* START DATA *

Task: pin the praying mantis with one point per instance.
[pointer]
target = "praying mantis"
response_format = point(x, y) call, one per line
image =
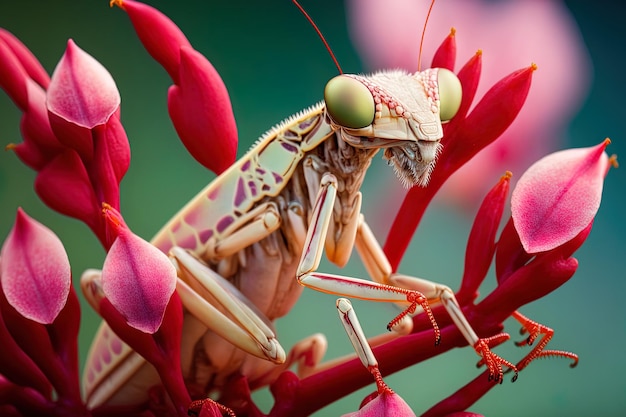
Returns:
point(252, 239)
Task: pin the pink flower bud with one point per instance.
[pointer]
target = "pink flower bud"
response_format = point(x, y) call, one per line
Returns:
point(558, 197)
point(202, 114)
point(386, 404)
point(137, 278)
point(81, 96)
point(34, 271)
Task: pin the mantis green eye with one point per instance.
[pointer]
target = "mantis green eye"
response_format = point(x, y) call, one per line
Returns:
point(450, 93)
point(349, 102)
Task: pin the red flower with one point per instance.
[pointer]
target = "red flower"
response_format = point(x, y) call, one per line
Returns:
point(72, 133)
point(198, 102)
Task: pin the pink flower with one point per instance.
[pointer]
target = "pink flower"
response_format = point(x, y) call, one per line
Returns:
point(72, 132)
point(559, 196)
point(137, 278)
point(39, 319)
point(386, 404)
point(511, 34)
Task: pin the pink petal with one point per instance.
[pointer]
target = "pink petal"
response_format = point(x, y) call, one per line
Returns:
point(202, 114)
point(158, 34)
point(34, 270)
point(28, 61)
point(81, 95)
point(559, 196)
point(137, 278)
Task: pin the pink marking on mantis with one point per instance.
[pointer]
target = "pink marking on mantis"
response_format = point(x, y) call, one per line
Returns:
point(205, 235)
point(240, 193)
point(289, 147)
point(214, 194)
point(252, 188)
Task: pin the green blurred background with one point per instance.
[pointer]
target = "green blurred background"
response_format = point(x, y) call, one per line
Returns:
point(274, 65)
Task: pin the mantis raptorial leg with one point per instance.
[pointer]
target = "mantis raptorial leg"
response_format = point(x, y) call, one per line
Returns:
point(387, 286)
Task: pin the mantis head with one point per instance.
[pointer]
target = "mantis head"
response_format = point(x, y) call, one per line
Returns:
point(396, 111)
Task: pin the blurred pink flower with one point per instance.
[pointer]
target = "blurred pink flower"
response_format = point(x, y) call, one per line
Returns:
point(511, 34)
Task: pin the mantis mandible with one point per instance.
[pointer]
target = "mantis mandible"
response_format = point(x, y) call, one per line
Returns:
point(248, 243)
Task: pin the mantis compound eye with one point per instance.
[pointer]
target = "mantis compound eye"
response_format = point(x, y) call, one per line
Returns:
point(450, 93)
point(349, 103)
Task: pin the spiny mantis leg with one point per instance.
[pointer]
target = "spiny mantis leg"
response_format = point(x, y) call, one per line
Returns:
point(343, 285)
point(243, 326)
point(378, 267)
point(536, 330)
point(351, 324)
point(246, 331)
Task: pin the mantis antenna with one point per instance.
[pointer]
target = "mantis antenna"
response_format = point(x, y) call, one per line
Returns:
point(419, 58)
point(319, 33)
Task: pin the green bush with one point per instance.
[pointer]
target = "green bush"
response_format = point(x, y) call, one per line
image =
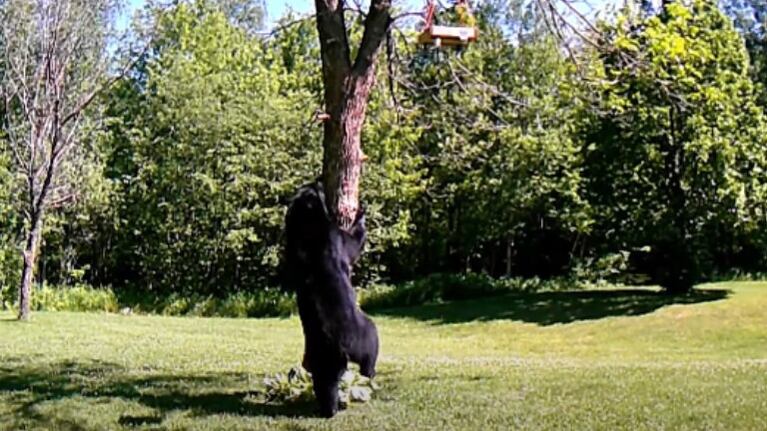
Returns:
point(75, 298)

* END DATA *

The records above must be transcribed exactly. Pictures are left out of the copy.

Task: pin the praying mantis with one point per instance.
[pointer]
target = "praying mantis"
response_format = point(x, y) call, one per line
image =
Returns:
point(252, 239)
Task: pin the pink flower bud with one point per instance.
[pointer]
target = "pink flower bud"
response_format = point(x, y) call, one per line
Returns:
point(558, 197)
point(202, 114)
point(386, 404)
point(137, 278)
point(81, 96)
point(34, 271)
Task: pin the mantis green eye with one point per instance.
[pointer]
target = "mantis green eye"
response_format = point(x, y) call, one per line
Returns:
point(450, 93)
point(349, 102)
Task: pin the red flower with one point per instance.
[pointer]
target = "red flower"
response_format = point(x, y) call, one per line
Returns:
point(72, 133)
point(198, 102)
Task: pin the pink flower with one point per instance.
[pointer]
target = "pink flower"
response_format = point(x, y) call, one per line
Returns:
point(72, 132)
point(559, 196)
point(137, 278)
point(39, 319)
point(386, 404)
point(511, 34)
Task: pin the pink petal with one point per instance.
[pointer]
target = "pink petal"
response_format = point(x, y) call, one per line
Returns:
point(202, 114)
point(158, 34)
point(34, 270)
point(28, 61)
point(81, 95)
point(559, 196)
point(137, 278)
Task: pin the pink marking on mantis with one point per instance.
[pointer]
target = "pink marking on mantis"
response_format = point(x, y) call, one per line
Returns:
point(205, 235)
point(240, 193)
point(289, 147)
point(214, 194)
point(252, 188)
Task: pin the green blurred background with one point per instance.
[pointer]
target = "green blurred background"
response_format = point(x, y) call, one per line
Returns:
point(274, 65)
Task: pin the mantis raptorial leg with one point per instance.
[pointer]
target = "mantis raptorial leg"
response_format = point(x, y) call, one per line
Returns:
point(387, 286)
Task: pin the mantis head with one point per instance.
[pointer]
target = "mantis head"
response_format = point(x, y) call, one per line
Returns:
point(396, 111)
Task: pin the blurred pink flower with one point per instance.
[pointer]
target = "blurred pink flower"
response_format = point(x, y) call, one per line
Returns:
point(511, 34)
Task: pin the mantis mandible with one point per instance.
[pointer]
target = "mantis mandible"
response_format = point(x, y) call, one per line
Returns:
point(248, 243)
Task: pin the mantis compound eye with one point per instance.
[pointer]
target = "mantis compound eye"
response_format = point(x, y) call, one per line
Returns:
point(450, 93)
point(349, 103)
Task: pin the spiny mantis leg with one point per instance.
[pointer]
target = "spiny mantis leg"
response_format = point(x, y) call, one per line
Returns:
point(343, 285)
point(243, 326)
point(378, 267)
point(536, 330)
point(351, 324)
point(246, 331)
Task: pin the mantis antenna with one point per instance.
[pointer]
target = "mantis antenna"
response_format = point(x, y) call, one per line
Returns:
point(419, 58)
point(319, 33)
Task: pin the green bush with one point per instance.
[pointer]
target = "green bush"
response_format = point(x, y) call, one per line
image =
Returns:
point(75, 298)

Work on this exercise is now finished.